Como observou em informe o Sindicato da Indústria da Construção Civil de São Paulo (Sinduscon), não estranha que nos programas eleitorais dos candidatos a prefeitos já eleitos ou que disputam o segundo turno muito se fale sobre emprego, educação, saúde, transportes e outros temas relevantes da vida nas cidades. O município é o espaço natural no qual se manifestam as necessidades e as aspirações sociais que se convertem em objeto das políticas públicas e é também nele que se afere melhor a capacidade destas de atendê-las.

Por essa razão, das três esferas da administração pública, a do município é a que mais oferece a possibilidade de se construir uma democracia real, de participação de todos na gestão dos assuntos públicos. É no município, sob a monitoria e avaliação direta dos munícipes, que se mede mais facilmente a eficiência e a eficácia na obtenção de resultados gerados tanto pelas ações públicas quanto pela integração das ações entre Estado, sociedade e iniciativa privada. Seria desnecessário, pela obviedade, exaltar o poder democrático local como modelo de gestão ou instrumento de regulação entre esses três tipos de atores.

O desafio de fortalecer a democracia implica revalorizar a participação do cidadão no cotidiano da cidade - o que significa estabelecer uma governança social que se caracteriza não somente pela participação popular, mas igualmente pela ação conjunta e responsável do poder público, da iniciativa privada e das entidades sociais e do terceiro setor nos assuntos referentes à coisa pública.

Inexplicavelmente, no entanto, observa o Sinduscon, quase nada se vê nos programas eleitorais de propostas para o combate a um dos maiores flagelos nacionais e também municipais - a burocracia. Mal necessário, a burocracia, quando exercida ao estilo vertical e hierárquico do velho Estado, opõe-se ao ideal democrático por fazer dos obstáculos que erige à comunicação e à informação condição do exercício do poder.

Tarefa solicitada 1: Segundo o Sinduscon, qual tema quase não aparece nas propostas dos programas eleitorais, de acordo com o trecho do documento?
O trecho do documento não tem relação com os registros.

Registros fornecidos:
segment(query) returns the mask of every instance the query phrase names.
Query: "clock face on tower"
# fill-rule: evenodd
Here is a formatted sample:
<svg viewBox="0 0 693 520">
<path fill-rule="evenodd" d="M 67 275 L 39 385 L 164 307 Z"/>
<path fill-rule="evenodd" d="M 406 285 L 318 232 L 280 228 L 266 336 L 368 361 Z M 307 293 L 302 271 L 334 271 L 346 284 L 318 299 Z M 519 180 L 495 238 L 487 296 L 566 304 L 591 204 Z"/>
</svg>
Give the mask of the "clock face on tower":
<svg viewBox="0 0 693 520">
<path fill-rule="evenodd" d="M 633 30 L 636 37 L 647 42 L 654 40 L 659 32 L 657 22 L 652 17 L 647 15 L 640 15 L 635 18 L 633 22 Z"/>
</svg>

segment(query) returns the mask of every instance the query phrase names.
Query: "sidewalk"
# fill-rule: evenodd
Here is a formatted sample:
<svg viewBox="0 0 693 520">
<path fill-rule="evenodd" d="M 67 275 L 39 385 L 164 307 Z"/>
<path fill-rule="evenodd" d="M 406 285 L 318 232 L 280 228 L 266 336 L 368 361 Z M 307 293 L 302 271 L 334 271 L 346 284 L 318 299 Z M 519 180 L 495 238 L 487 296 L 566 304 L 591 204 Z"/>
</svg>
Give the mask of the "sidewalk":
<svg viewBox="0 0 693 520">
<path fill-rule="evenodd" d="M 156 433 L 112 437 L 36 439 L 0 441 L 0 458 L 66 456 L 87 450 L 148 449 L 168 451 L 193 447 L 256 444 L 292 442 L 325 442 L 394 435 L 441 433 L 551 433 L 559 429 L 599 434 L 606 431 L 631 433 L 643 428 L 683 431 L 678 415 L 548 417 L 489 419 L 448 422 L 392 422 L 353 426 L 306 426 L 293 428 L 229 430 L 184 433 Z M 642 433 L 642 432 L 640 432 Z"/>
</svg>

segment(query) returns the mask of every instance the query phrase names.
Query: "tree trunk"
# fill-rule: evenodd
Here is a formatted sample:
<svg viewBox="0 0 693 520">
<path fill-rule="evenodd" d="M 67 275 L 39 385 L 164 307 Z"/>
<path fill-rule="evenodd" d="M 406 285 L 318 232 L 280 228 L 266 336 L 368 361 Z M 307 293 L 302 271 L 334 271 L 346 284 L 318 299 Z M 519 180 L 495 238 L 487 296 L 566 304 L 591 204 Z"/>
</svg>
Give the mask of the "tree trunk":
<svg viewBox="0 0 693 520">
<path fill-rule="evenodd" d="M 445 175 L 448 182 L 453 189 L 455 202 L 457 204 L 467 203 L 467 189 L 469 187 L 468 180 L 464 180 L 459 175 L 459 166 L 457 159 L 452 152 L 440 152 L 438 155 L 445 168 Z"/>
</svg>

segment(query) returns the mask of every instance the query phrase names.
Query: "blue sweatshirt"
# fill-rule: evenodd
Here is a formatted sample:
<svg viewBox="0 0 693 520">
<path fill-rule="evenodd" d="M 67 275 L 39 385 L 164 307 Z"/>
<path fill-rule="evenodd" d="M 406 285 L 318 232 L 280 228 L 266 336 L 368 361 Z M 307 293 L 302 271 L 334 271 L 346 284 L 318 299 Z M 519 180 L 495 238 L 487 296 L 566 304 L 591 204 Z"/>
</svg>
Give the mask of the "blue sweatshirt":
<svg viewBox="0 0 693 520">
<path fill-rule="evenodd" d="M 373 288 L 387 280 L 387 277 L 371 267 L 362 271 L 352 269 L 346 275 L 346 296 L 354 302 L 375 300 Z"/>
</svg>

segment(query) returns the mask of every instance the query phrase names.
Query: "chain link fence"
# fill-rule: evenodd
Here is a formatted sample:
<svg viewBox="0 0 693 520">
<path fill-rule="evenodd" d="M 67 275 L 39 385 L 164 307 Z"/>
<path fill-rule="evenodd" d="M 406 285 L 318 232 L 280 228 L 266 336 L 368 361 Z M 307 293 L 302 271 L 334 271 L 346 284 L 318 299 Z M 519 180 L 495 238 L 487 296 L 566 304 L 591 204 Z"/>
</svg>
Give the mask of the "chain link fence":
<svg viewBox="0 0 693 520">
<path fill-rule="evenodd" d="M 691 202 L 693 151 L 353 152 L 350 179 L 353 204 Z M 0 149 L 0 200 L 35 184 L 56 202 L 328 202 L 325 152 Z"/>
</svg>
==
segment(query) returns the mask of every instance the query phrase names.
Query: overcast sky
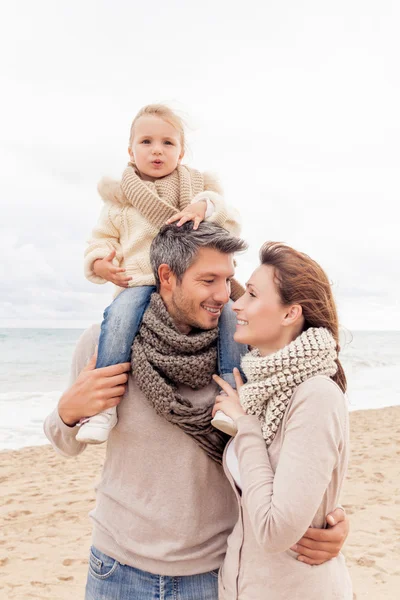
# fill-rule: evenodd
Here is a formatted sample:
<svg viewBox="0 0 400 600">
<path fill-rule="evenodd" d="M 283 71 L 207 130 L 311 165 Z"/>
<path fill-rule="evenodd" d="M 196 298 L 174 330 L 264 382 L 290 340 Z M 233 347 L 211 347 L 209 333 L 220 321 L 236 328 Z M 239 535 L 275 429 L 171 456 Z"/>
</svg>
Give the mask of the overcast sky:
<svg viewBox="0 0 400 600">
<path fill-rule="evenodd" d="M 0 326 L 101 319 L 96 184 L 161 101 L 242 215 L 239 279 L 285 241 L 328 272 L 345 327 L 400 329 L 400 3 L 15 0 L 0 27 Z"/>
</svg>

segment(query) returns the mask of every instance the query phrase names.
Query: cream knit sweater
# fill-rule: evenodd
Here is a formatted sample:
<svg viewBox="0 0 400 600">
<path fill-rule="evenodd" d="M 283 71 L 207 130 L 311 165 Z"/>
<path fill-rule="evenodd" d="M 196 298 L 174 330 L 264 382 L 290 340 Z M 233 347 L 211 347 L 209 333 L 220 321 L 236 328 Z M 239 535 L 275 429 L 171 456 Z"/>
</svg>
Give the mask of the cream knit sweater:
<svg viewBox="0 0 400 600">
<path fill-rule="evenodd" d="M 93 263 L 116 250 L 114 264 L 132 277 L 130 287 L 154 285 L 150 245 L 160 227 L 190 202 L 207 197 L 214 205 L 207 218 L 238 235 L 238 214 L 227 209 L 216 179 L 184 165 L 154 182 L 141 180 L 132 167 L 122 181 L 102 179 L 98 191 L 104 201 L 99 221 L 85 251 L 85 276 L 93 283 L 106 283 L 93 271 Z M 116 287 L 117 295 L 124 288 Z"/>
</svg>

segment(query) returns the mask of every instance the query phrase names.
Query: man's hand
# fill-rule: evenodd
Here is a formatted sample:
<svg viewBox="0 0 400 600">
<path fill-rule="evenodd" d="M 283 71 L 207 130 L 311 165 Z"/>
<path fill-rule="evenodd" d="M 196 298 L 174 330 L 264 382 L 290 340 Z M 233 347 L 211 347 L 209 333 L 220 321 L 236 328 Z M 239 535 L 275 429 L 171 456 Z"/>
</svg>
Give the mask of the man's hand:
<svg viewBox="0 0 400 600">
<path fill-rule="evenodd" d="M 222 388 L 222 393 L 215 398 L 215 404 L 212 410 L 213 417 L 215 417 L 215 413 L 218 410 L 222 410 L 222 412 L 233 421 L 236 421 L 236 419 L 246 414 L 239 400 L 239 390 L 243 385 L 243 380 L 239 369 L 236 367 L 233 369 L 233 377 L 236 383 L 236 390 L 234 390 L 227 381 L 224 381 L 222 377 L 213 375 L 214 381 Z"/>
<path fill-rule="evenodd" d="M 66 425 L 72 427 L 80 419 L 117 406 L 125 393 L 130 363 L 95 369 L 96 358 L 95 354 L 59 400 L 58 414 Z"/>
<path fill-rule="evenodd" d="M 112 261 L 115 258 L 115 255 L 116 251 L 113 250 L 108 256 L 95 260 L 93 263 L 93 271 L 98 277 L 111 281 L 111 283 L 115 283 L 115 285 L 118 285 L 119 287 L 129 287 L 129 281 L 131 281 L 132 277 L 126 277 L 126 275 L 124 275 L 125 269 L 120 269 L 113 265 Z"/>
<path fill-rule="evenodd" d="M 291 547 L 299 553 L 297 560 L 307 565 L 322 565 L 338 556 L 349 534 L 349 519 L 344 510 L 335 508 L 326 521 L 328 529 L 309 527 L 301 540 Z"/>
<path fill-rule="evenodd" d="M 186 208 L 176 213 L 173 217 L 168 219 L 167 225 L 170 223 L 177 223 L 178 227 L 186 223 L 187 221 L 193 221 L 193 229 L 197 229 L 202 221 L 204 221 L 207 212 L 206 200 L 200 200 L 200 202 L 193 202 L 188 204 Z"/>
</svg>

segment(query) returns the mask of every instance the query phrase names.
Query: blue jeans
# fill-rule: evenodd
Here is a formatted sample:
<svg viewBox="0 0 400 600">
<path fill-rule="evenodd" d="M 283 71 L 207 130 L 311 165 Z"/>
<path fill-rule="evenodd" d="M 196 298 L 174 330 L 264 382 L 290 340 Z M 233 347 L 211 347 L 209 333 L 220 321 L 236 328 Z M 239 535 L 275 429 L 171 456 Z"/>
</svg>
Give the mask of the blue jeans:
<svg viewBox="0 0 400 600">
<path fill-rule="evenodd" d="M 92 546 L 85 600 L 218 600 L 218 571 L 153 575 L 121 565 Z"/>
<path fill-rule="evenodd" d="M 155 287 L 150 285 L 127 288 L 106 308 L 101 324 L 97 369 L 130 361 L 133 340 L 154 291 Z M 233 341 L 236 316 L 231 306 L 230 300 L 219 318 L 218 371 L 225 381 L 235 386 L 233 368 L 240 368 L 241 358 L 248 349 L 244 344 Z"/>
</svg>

Tarefa solicitada 2: Informe o número de linhas dos registros que contêm a palavra "sidewalk", diferenciando maiúsculas de minúsculas, e nada mais.

Resultado 1: O combate à burocracia.

Resultado 2: 2